→ **GIVEN REQUEST**:
Tally the lines in the entries below that contain the word "poking", and reply with that number alone.
··· EXTRACTED INFORMATION
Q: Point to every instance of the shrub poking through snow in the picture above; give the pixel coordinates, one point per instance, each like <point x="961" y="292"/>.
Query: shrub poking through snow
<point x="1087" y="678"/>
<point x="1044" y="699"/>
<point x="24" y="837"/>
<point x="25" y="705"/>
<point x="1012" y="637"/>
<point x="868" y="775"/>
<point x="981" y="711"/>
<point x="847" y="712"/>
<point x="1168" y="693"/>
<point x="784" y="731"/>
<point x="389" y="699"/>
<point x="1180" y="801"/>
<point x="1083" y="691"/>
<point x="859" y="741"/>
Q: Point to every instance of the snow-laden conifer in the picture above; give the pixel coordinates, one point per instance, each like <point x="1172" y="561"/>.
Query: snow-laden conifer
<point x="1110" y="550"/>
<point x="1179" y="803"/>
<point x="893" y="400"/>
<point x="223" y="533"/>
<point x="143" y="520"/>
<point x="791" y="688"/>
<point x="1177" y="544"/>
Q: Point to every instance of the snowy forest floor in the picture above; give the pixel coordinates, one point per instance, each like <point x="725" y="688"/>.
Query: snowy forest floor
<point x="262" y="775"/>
······
··· EXTRACTED INFORMATION
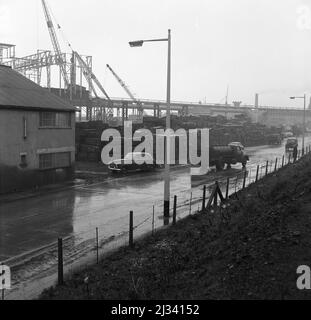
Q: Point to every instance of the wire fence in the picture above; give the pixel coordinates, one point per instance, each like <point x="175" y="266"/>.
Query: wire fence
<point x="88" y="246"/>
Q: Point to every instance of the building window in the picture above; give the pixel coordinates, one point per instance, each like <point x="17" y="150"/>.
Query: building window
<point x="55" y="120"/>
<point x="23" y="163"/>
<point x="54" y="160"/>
······
→ **TASK ANSWER**:
2